Esercizi da svolgere>
A. Riscrivi in forma più breve il paragrafo dell'articolo sugli investimenti che comincia con "Ci mettiamo 200 miliardi", mantenendone i fatti principali.
B. Secondo l'articolo sugli investimenti, quanti miliardi valgono i fondi del MES e a quale settore andrebbero?
C. Per favore, prosegui l'articolo sugli investimenti dopo la sua ultima frase.

Per la precisione 200 miliardi per ricostruire un sistema viario, ferroviario ecc, in effetti in agonia da più di 50 anni. Una somma ingente che produrrà un’occupazione composta al 93,4% da uomini, dal momento che tale è la loro presenza nel settore edilizio (Istat, 2019)
Direte: però c’è bisogno di questi investimenti, l’Italia sta cadendo a pezzi.
Vero!
È però come quel paziente affetto da diabete da parecchi anni che comincia a prendere le medicine solo dopo un infarto, che invece trascura.
Si muore sia di diabete non curato che di infarto non curato; per le priorità ed urgenze, vedete un po’ voi.
Ed è così che i soldi per il MES, 36 miliardi che andrebbero tutti alla sanità, diventano petali di una margherita staccati ogni giorno da tutte le forze politiche all’insegna del “li prendo, non li prendo” mentre gli specializzandi, che sono stati determinanti per la soluzione della crisi ospedaliera, devono manifestare per chiedere più borse di specializzazione.
Ma tranquilli, che per la sanità abbiamo tempo. Per il turismo? Eh ma come si fa. Per la ristorazione? Vabbè. La scuola? Sereni. I servizi Sociali? Calmi. I Centri antiviolenza? Ma la violenza c’è sempre stata, che fretta c’è.
Le infrastrutture? Eh, qui no, abbiamo aspettato troppo, tocca correre e recuperare.
Ci mettiamo 200 miliardi, tutti d’accordo nello spenderli, tutt’al più si litigherà per la selezione delle grandi opere da ricostruire. Certo, lo sappiamo già, non sarà così facile, subentrerà anche qui il genio italico, e chissà quando mai verranno effettivamente spesi, questi soldi: il “salvo intese” alla fine è un po’ come dire “a babbo morto”.
Però questo confronto sul diverso grado di urgenza e di criticità percepita degli interventi dà la misura di quanto sia ancora patriarcale la nostra economia e il nostro sistema politico.

Dati estratti da una raccolta:

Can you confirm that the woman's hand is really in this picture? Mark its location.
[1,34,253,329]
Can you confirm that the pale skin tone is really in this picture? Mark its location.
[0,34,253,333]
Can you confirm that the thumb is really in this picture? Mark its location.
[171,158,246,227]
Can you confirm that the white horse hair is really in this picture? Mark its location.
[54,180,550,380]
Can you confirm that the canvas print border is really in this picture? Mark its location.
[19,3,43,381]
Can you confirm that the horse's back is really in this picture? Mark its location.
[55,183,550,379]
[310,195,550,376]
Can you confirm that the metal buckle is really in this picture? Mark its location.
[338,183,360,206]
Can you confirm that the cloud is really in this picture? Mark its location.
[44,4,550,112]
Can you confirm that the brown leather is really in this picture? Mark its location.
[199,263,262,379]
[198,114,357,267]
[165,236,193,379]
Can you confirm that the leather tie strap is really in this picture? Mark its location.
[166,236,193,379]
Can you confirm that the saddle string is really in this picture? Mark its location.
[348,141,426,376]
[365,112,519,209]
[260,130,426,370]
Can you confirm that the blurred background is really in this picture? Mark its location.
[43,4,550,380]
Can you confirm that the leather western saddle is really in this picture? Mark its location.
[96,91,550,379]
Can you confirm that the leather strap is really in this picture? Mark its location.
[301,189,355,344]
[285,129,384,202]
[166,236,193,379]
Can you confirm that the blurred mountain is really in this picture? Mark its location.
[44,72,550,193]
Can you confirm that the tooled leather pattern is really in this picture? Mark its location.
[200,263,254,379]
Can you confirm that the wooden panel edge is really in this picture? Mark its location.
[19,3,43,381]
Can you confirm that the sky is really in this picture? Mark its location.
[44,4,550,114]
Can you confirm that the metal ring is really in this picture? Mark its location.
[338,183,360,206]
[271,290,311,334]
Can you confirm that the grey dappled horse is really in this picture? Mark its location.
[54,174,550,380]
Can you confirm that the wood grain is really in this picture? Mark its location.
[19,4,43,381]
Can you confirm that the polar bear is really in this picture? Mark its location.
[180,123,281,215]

--

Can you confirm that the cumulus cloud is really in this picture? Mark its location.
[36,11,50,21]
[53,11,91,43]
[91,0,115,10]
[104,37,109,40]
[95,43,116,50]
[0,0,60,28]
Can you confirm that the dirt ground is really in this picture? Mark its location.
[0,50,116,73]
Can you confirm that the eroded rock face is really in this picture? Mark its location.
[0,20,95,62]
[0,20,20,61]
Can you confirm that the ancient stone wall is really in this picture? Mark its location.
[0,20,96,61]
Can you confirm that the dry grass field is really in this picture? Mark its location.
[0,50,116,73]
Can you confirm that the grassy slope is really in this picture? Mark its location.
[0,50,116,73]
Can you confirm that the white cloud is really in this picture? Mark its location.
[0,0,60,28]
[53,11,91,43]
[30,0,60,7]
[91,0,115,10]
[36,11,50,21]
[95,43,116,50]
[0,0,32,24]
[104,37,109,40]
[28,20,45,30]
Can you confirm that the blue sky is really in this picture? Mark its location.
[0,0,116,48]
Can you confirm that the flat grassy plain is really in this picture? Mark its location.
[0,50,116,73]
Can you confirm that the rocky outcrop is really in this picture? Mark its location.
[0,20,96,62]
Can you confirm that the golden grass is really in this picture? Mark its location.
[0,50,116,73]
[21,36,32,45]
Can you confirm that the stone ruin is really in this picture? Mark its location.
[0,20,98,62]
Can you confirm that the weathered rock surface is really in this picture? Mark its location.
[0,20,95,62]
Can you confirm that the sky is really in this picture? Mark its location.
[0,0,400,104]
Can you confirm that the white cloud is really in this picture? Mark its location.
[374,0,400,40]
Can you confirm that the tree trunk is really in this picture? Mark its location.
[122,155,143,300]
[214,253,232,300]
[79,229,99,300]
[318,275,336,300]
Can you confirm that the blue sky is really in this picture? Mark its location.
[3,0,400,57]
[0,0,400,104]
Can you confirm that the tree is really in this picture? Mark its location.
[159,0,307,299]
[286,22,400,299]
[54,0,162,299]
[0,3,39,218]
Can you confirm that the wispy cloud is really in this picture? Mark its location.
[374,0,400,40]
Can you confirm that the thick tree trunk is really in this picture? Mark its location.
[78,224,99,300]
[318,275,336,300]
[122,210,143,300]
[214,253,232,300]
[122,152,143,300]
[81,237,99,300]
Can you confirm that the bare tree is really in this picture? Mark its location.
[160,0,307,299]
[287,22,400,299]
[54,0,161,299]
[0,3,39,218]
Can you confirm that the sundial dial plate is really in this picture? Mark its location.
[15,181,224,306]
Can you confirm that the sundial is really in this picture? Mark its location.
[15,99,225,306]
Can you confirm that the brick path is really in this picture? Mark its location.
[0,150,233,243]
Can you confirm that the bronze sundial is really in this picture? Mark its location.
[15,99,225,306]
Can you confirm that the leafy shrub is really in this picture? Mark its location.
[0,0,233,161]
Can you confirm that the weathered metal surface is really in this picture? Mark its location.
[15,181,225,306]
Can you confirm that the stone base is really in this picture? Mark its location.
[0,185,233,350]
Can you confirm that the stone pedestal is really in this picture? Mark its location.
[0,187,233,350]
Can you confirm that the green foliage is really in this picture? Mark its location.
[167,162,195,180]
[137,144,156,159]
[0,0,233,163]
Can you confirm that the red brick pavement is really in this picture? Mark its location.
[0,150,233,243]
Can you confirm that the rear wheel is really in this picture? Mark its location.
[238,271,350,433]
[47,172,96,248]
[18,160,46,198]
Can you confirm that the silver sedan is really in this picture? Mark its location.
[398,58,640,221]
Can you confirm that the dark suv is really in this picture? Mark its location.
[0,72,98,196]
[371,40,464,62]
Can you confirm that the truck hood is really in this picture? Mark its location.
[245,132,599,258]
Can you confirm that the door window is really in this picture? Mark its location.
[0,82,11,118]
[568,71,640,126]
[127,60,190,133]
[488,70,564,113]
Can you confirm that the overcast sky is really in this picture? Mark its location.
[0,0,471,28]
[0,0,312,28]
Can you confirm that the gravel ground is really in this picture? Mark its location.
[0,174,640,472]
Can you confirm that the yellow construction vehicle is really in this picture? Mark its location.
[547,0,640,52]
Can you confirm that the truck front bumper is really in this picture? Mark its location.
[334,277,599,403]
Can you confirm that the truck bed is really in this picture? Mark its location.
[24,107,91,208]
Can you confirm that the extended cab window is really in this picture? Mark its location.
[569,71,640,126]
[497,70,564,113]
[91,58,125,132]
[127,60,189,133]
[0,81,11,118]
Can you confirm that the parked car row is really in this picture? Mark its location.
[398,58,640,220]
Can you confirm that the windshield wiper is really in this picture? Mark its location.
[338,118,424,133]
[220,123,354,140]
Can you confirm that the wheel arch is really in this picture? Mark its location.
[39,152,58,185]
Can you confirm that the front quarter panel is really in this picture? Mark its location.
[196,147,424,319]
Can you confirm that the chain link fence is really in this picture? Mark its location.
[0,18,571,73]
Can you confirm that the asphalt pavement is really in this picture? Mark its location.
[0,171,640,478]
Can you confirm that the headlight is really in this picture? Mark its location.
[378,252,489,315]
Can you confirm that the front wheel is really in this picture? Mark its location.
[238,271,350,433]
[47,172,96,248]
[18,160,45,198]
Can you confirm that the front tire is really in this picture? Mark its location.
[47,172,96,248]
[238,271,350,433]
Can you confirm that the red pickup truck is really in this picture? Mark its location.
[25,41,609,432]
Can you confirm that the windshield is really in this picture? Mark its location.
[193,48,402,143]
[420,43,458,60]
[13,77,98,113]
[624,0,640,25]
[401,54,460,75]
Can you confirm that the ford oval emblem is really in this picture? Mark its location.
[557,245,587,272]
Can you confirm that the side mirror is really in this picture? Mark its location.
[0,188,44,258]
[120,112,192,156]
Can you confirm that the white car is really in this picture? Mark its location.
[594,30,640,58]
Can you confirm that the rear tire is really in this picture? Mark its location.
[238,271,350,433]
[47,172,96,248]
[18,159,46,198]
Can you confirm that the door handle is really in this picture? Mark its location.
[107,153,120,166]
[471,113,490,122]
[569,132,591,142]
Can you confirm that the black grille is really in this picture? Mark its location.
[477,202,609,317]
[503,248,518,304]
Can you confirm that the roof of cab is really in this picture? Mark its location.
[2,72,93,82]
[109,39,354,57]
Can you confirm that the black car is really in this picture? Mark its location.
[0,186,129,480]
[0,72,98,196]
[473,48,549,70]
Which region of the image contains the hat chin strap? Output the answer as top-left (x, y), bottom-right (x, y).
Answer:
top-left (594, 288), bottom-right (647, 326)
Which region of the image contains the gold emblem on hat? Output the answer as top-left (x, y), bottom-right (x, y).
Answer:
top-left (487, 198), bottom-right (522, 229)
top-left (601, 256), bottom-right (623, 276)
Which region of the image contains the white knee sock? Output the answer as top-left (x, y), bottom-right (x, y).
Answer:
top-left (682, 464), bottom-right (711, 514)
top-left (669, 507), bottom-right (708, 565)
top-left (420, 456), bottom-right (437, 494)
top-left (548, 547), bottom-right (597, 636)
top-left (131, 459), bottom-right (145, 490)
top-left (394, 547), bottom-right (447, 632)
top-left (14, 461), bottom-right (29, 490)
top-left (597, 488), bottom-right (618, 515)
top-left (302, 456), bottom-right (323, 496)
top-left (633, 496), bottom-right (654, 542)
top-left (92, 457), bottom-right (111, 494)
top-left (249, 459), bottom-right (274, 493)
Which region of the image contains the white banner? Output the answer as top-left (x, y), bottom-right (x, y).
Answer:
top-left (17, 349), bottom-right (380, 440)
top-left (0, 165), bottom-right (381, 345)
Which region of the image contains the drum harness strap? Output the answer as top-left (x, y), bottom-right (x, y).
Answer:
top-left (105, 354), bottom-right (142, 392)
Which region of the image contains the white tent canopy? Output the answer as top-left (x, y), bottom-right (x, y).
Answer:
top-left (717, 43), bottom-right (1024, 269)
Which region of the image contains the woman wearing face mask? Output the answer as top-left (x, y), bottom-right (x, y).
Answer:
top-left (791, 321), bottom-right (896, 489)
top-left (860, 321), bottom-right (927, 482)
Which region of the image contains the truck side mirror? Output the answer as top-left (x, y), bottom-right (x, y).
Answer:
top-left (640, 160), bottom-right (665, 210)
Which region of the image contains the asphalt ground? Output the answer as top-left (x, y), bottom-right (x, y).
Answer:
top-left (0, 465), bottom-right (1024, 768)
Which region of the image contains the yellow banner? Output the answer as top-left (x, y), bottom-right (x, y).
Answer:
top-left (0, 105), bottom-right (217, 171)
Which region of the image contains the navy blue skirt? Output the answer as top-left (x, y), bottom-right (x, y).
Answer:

---

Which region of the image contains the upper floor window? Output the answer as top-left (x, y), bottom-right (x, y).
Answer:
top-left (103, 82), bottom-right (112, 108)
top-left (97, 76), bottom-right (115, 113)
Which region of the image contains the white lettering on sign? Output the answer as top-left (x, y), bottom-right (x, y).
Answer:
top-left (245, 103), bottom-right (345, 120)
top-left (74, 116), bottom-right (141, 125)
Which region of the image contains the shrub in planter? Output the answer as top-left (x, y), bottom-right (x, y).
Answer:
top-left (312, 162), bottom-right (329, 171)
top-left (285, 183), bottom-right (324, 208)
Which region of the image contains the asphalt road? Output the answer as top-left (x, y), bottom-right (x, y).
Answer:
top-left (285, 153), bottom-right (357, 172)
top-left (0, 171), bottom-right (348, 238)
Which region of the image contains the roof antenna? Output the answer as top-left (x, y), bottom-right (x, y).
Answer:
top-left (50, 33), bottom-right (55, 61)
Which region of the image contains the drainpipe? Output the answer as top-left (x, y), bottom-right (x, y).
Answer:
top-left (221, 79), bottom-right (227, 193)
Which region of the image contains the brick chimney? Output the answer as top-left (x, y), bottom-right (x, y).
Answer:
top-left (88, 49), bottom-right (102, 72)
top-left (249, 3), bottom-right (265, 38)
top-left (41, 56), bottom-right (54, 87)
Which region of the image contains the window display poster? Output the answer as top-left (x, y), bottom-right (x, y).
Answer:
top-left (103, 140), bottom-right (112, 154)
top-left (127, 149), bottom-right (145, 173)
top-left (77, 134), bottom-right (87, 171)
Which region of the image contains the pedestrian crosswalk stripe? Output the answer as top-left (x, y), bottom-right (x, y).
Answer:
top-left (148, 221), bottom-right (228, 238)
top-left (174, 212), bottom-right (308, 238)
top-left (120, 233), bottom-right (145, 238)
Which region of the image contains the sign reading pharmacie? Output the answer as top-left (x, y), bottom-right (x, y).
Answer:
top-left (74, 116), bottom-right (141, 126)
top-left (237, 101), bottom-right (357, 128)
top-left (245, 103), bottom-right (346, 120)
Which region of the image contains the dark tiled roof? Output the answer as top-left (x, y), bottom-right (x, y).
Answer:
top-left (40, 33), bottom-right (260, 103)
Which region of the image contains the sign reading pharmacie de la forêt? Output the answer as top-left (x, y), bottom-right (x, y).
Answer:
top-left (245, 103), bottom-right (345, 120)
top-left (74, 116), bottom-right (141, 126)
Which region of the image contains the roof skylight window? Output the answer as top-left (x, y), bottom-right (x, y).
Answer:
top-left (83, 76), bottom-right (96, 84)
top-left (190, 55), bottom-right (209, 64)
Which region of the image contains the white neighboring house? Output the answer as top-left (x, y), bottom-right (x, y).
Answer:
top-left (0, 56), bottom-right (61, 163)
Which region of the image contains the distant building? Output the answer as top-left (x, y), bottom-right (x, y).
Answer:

Risposte agli esercizi>
A. Si stanziano 200 miliardi e tutti sono d'accordo nello spenderli. Al massimo si litigherà su quali grandi opere ricostruire. Non sarà facile e non si sa quando i soldi verranno davvero spesi: il "salvo intese" equivale a dire "a babbo morto".

B. Valgono 36 miliardi e andrebbero tutti alla sanità.

C.
Dopo una sberla così forte come quella del COVID19, cosa deve infatti ancora succedere perché un piano straordinario di welfare e per l’occupazione femminile, che pure è stato chiesto, abbia finalmente la precedenza su tutto?
Niente, purtroppo.
E guardate che si tratta di scelte che vanno in direzione ostinata e contraria non solo rispetto alla realtà delle emergenze, ma anche riguardo a numerosi studi che misurano come il PIL e l’occupazione possano aumentare pure in molti altri modi, spesso anche più efficaci, che non siano solo fare le grandi opere.
Come abbiamo già scritto, ad esempio, secondo una ricerca del Womens’ Budget Group, se in Italia si investisse lo 1,9% del PIL nel settore delle costruzioni e dell’edilizia si avrebbe un aumento di 224.297 occupati. La stessa cifra spesa invece per servizi di cura produrrebbe un ben maggiore incremento di 508.276 persone con, tra l’altro, un maggiore recupero del gap di genere (9%).
Le motivazioni della ragione, quindi, evidentemente non bastano.
C’è un dato culturale di percepito e di immaginario, anche relativo ad anacronistici ed ingiustificati rapporti di forza economica,
che ostacola una visione collettiva capace di vedere la realtà e di immaginare soluzioni diverse da ricette economiche talmente standard da essere oramai automatiche.
Non vogliamo però cadere nella facile trappola del tipico vittimismo femminile: anche noi donne abbiamo una parte in tutto questo.
Ricordiamoci infatti che abbiamo pur sempre più del 50% dei voti, e che quindi queste scelte vanno bene anche alla stragrande maggioranza delle elettrici.
Non ci vorrebbero infatti delle elezioni-da-fine-del-mondo per cambiare le cose: state certe che se i sondaggi mostrassero già oggi un diverso orientamento dell’elettorato femminile ci sarebbe subito una qualche forza politica interessata a rappresentarlo.
Per ora, però, non se ne vede traccia.